▸ **OBJECTIVE**: Lay out the data from the line containing "the beetle head" down to the line containing "x=578, y=298", both lines included, as a two-column CSV headed instruction and markers. Give each text and its answer one row, put every field in quotation marks, and replace line breaks with spaces.

Start of INPUT

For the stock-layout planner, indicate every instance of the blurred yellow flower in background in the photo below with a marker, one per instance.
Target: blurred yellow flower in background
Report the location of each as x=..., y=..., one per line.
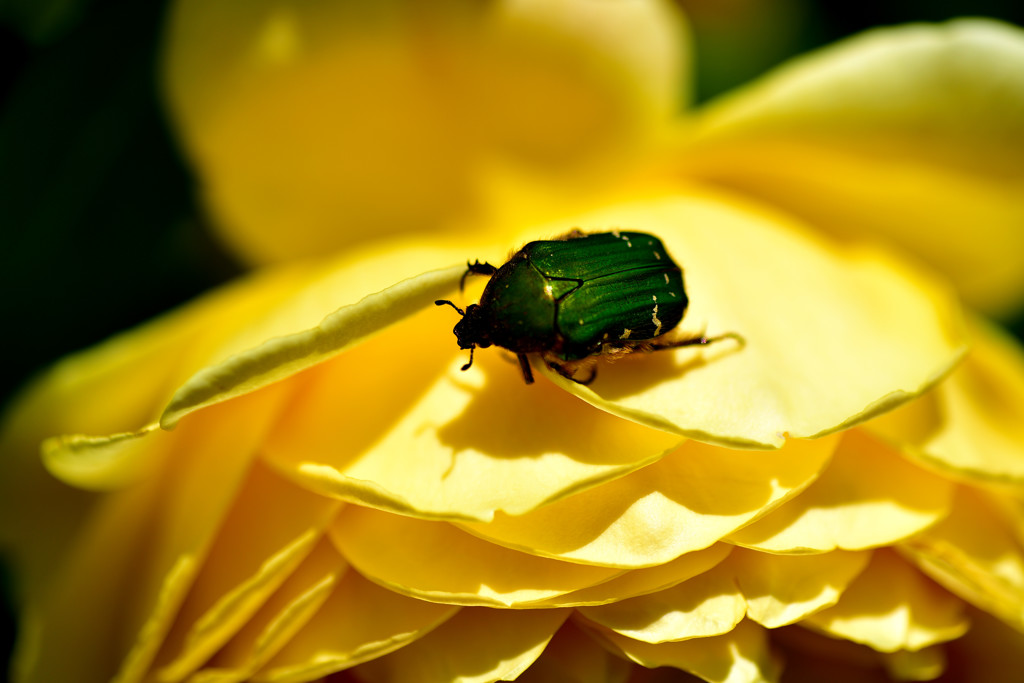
x=290, y=478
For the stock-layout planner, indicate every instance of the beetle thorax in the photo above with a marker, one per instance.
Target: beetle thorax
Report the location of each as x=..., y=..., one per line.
x=473, y=329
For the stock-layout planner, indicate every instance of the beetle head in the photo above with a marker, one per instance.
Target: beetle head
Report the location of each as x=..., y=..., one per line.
x=472, y=330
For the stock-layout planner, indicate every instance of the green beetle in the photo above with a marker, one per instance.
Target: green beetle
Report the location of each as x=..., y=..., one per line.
x=578, y=298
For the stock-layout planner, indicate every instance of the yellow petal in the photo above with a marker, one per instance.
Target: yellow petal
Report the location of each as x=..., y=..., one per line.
x=708, y=604
x=436, y=561
x=642, y=582
x=280, y=357
x=251, y=557
x=924, y=665
x=276, y=622
x=867, y=497
x=781, y=589
x=572, y=656
x=171, y=518
x=972, y=424
x=684, y=502
x=741, y=655
x=812, y=656
x=908, y=134
x=448, y=444
x=977, y=553
x=830, y=338
x=891, y=606
x=477, y=645
x=303, y=120
x=357, y=623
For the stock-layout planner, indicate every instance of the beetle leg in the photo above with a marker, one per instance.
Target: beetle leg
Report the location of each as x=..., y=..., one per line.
x=570, y=374
x=527, y=374
x=476, y=268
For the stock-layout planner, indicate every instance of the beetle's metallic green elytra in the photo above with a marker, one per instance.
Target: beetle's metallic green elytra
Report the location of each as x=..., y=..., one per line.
x=574, y=299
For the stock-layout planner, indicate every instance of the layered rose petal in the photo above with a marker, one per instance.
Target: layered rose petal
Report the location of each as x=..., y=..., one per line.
x=684, y=502
x=642, y=582
x=781, y=589
x=910, y=134
x=891, y=606
x=972, y=425
x=741, y=654
x=251, y=557
x=709, y=604
x=977, y=553
x=357, y=622
x=853, y=505
x=573, y=656
x=278, y=620
x=477, y=645
x=406, y=555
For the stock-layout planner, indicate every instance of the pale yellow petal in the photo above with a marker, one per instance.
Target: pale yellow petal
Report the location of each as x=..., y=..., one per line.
x=971, y=426
x=977, y=553
x=781, y=589
x=357, y=623
x=303, y=120
x=810, y=656
x=684, y=502
x=830, y=337
x=278, y=620
x=924, y=665
x=869, y=496
x=742, y=655
x=572, y=656
x=436, y=561
x=477, y=645
x=910, y=134
x=708, y=604
x=251, y=556
x=171, y=520
x=642, y=582
x=891, y=606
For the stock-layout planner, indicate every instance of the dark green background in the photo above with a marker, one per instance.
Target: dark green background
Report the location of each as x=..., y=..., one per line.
x=100, y=228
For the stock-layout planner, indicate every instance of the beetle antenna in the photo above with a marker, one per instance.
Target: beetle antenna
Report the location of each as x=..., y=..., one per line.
x=441, y=302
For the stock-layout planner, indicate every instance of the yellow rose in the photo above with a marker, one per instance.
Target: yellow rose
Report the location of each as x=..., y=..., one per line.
x=291, y=476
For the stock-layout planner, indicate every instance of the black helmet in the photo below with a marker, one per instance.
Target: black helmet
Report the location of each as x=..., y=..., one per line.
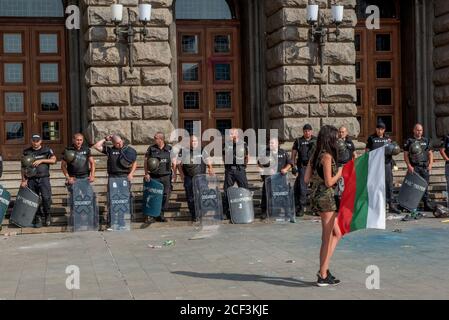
x=152, y=164
x=27, y=161
x=392, y=149
x=127, y=157
x=69, y=155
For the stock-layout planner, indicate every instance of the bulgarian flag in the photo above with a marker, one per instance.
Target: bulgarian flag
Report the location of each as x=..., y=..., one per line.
x=363, y=201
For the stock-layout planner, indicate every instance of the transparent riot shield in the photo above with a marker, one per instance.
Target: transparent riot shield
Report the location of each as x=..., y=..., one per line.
x=120, y=204
x=153, y=194
x=208, y=205
x=241, y=205
x=280, y=198
x=5, y=198
x=25, y=208
x=83, y=205
x=412, y=191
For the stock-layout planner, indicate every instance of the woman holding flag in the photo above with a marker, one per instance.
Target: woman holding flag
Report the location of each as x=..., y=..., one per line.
x=323, y=173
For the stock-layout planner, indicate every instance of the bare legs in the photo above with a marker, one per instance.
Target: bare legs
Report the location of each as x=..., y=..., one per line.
x=330, y=236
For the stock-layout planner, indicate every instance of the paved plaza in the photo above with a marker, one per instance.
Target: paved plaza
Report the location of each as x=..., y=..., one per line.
x=258, y=261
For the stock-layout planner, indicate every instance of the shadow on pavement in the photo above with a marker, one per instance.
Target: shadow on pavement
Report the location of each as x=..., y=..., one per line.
x=277, y=281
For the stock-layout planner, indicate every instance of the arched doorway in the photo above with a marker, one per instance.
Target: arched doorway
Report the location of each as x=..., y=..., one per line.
x=33, y=75
x=208, y=47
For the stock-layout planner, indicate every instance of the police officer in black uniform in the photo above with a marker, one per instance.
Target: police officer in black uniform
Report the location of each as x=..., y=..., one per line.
x=38, y=178
x=164, y=174
x=193, y=162
x=378, y=140
x=236, y=158
x=114, y=155
x=302, y=149
x=422, y=165
x=283, y=164
x=444, y=151
x=81, y=164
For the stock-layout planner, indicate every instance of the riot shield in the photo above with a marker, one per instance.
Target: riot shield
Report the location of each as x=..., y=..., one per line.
x=280, y=198
x=84, y=210
x=25, y=208
x=241, y=205
x=412, y=191
x=120, y=204
x=5, y=198
x=153, y=194
x=208, y=205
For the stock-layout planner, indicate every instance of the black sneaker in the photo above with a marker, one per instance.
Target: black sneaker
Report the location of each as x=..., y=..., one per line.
x=328, y=281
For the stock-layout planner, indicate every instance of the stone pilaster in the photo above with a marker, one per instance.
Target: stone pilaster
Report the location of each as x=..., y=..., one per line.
x=137, y=104
x=441, y=64
x=298, y=92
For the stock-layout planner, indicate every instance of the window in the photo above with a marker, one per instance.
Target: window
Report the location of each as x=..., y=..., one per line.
x=203, y=10
x=34, y=8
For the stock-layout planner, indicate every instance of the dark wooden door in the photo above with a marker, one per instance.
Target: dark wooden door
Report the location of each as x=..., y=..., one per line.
x=209, y=74
x=378, y=73
x=33, y=86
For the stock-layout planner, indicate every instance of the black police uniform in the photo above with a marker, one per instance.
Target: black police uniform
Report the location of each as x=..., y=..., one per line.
x=421, y=165
x=303, y=147
x=40, y=183
x=193, y=163
x=445, y=146
x=375, y=142
x=164, y=173
x=80, y=168
x=234, y=172
x=283, y=159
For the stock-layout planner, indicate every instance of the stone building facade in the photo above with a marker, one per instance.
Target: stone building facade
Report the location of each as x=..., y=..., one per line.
x=278, y=84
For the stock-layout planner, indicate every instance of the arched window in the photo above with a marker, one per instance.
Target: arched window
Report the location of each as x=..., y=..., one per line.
x=203, y=10
x=31, y=8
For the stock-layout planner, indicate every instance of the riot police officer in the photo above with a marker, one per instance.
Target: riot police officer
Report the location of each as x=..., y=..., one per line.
x=77, y=161
x=193, y=162
x=164, y=173
x=302, y=149
x=283, y=163
x=419, y=158
x=36, y=176
x=118, y=166
x=444, y=151
x=378, y=140
x=236, y=159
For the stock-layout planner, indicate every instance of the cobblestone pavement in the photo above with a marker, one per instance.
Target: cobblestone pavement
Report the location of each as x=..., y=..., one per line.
x=258, y=261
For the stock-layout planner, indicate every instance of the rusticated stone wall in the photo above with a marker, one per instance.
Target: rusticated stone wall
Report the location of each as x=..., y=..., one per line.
x=298, y=92
x=441, y=64
x=136, y=104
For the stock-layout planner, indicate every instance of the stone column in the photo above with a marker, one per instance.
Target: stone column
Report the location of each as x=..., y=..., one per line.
x=441, y=64
x=137, y=104
x=298, y=92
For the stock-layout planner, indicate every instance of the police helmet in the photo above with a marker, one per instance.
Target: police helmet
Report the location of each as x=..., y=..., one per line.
x=69, y=155
x=27, y=161
x=152, y=164
x=127, y=157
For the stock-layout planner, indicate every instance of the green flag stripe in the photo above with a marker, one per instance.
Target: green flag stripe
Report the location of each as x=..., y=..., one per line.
x=360, y=214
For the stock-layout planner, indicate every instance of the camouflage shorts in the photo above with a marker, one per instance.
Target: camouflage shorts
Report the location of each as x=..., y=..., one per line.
x=323, y=199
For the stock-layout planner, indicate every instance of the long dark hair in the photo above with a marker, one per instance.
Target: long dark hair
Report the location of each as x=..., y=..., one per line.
x=327, y=142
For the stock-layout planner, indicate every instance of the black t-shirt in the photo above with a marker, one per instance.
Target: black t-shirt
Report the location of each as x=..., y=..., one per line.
x=193, y=161
x=115, y=169
x=164, y=156
x=239, y=152
x=43, y=170
x=304, y=148
x=425, y=145
x=375, y=142
x=445, y=145
x=79, y=168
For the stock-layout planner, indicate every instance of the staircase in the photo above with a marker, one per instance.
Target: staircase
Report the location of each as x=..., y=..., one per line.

End of INPUT

▸ **FINAL ANSWER**:
instruction,markers
"For the stock-layout planner, indicate every instance of the beetle head in the photo above with a marker, one per instance. Target: beetle head Report the location of each as x=..., y=..., one per line.","x=472, y=330"
"For the stock-layout planner, indicate every instance of the green beetle in the photo above with a marker, one per instance. Target: green beetle Report the location of each as x=..., y=..., one per line.","x=578, y=298"